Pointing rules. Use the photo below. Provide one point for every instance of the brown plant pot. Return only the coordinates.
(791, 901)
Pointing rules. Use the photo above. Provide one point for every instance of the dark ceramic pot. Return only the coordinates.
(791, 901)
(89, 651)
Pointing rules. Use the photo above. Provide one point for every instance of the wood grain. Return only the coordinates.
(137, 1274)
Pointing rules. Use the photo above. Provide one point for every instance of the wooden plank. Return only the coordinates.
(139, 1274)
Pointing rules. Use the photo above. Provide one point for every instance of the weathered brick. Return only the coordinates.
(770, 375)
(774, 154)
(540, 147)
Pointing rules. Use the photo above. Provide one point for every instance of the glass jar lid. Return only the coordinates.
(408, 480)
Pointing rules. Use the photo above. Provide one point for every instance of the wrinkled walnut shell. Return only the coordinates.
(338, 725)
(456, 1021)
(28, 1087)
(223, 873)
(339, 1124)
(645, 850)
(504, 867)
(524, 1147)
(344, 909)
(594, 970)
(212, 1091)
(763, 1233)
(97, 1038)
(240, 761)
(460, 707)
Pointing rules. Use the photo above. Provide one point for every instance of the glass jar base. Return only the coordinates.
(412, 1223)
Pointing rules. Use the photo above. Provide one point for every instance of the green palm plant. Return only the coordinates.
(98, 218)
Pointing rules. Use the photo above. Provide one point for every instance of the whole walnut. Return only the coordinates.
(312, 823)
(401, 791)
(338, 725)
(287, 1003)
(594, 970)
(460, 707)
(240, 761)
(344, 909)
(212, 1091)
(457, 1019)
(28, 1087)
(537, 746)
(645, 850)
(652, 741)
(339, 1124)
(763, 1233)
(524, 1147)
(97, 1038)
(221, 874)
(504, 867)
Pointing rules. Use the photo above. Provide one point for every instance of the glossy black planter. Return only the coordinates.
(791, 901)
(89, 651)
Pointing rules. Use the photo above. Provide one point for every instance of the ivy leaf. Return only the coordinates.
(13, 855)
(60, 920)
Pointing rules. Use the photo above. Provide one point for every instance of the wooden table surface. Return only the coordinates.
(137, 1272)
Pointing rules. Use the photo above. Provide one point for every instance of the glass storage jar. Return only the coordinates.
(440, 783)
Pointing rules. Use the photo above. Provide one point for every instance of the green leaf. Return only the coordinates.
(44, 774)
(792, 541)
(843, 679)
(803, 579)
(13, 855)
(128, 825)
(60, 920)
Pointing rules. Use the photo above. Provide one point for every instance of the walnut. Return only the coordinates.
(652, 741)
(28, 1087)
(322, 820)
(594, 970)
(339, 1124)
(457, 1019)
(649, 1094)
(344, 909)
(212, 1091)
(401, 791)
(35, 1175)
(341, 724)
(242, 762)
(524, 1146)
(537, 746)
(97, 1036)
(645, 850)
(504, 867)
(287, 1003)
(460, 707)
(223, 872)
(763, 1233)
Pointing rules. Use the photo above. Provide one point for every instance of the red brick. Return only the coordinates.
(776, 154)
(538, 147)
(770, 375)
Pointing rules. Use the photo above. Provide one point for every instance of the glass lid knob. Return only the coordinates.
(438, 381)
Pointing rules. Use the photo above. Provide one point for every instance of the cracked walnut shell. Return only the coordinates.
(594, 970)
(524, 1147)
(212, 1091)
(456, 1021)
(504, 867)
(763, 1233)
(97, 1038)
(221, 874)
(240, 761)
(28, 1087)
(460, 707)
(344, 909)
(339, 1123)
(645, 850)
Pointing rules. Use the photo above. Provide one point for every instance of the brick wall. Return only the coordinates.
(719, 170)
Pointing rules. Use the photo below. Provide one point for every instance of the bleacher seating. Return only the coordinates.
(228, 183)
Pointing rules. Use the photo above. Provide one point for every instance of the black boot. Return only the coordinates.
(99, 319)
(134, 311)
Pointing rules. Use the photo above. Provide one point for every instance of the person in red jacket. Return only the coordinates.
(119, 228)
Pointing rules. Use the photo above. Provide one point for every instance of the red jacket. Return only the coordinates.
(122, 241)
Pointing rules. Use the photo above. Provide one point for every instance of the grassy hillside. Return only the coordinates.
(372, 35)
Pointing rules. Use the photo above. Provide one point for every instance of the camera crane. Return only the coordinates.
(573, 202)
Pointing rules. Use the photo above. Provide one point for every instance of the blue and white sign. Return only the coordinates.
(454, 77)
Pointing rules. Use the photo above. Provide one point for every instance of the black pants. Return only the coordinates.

════════

» Task brief
Rewrite all of the data above, replacing every occurrence of "coordinates" with "positions" and leaving everything else unchanged.

» Exercise output
Pointing rules. Use the photo below. Provide one point for every instance of the brown plant pot. Return only the positions.
(791, 901)
Pointing rules. Use the photo above. Provide one point for every instance of the dark ceramic pot. Return only the positions.
(791, 901)
(89, 651)
Pointing rules. Use the photo above. Provide one point for every instance of the wood grain. Return only the positions.
(137, 1274)
Pointing rules. Use the photo above. Provide one point for every instance of the wooden plank. Return only the positions.
(139, 1274)
Pointing rules. Use the photo above. Provide one point for every instance of the weathered brick. Return only the positions.
(770, 375)
(774, 154)
(540, 147)
Pointing rules. Use the photo above. Provide one point for every instance of the glass jar lid. Return only the positions.
(408, 480)
Pointing rules. Use the photo above. Provide one point for every instance of the wrinkled walnut shell. Return only the positions.
(338, 725)
(456, 1021)
(28, 1087)
(223, 873)
(339, 1124)
(645, 850)
(504, 867)
(524, 1147)
(344, 909)
(594, 970)
(212, 1091)
(763, 1233)
(97, 1038)
(240, 761)
(460, 707)
Pointing rules. Use the photo above. Provide one point for every instance of the glass jar base. Return only the positions.
(412, 1223)
Pointing rules. Use the photo above. Provide one point for every instance of the green palm plant. Return only the positions.
(98, 218)
Pointing rules. Use the photo above. Provide one point for every instance of the whole walnut. Return only the positions.
(312, 823)
(401, 791)
(338, 725)
(287, 1003)
(594, 970)
(460, 707)
(240, 761)
(344, 909)
(212, 1091)
(457, 1019)
(28, 1087)
(537, 746)
(645, 850)
(652, 741)
(339, 1124)
(763, 1233)
(524, 1147)
(97, 1038)
(221, 874)
(504, 867)
Pointing rules. Use the photo above. Provide one point for every instance of the glossy black planter. Return only the positions.
(791, 901)
(89, 651)
Pointing rules. Use the photo above. Provide one point for every instance of the ivy leaf. Return only the positions.
(13, 855)
(60, 920)
Pointing rules. Use the photo above. Provide one point for every instance of the wooden table surface. Return only the positions.
(137, 1272)
Pointing rules. Use the photo above. Provide one point for every instance of the glass storage jar. Return only the positions.
(440, 783)
Pointing rules. Use the photo above. Provide one point for every instance of the green leaf. Return only the positions.
(44, 774)
(792, 541)
(843, 679)
(803, 579)
(13, 855)
(128, 825)
(60, 920)
Pointing rules. Use the photo above. Provide one point for every instance of the walnut. Return only the positions.
(652, 741)
(28, 1087)
(322, 820)
(594, 970)
(339, 1124)
(457, 1019)
(649, 1094)
(344, 909)
(212, 1091)
(401, 791)
(35, 1175)
(341, 724)
(242, 762)
(524, 1146)
(537, 746)
(97, 1036)
(645, 850)
(504, 867)
(287, 1003)
(460, 707)
(223, 872)
(763, 1233)
Pointing rules. Use the photo above. Provide one point for every instance of the red brick. Return only the positions.
(776, 154)
(538, 147)
(770, 375)
Pointing rules. Use the photo above. Provide one point for every instance of the glass lid knob. Return only the positions.
(438, 381)
Pointing rules. Use the photo above. Provide one point for every instance of the cracked walnut shell. Return only the positions.
(594, 970)
(524, 1147)
(212, 1091)
(456, 1021)
(504, 867)
(763, 1233)
(97, 1038)
(221, 874)
(240, 761)
(28, 1087)
(460, 707)
(344, 909)
(339, 1123)
(645, 850)
Pointing rules. Use the photo above. Provide one point for every instance of the brick wall. Return only the positions.
(719, 170)
Pointing rules. Use the photo below. Provide one point for every instance of the bleacher seating. Return only the positions.
(228, 183)
Pointing rules. Use the photo above. Provide one point for every instance of the black boot. Return only the positions.
(99, 319)
(134, 311)
Pointing rules. Use the photo above. Provide one point for every instance of the person in red jacket. Return only the positions.
(119, 228)
Pointing rules. Use the photo above. Provide one point for every instance of the red jacket. Return only the positions.
(122, 241)
Pointing rules. Use the photo above. Provide one point for every instance of the grassy hillside. Return only the positions.
(372, 35)
Pointing rules. Use the photo above. Provide one point for every instance of the camera crane. Return only the positions.
(573, 202)
Pointing rules. Use the photo above. Provide one point for every instance of the blue and white sign. Return only the positions.
(454, 77)
Pointing rules. Use the photo above. Provide one point for every instance of the black pants. Return only the positions.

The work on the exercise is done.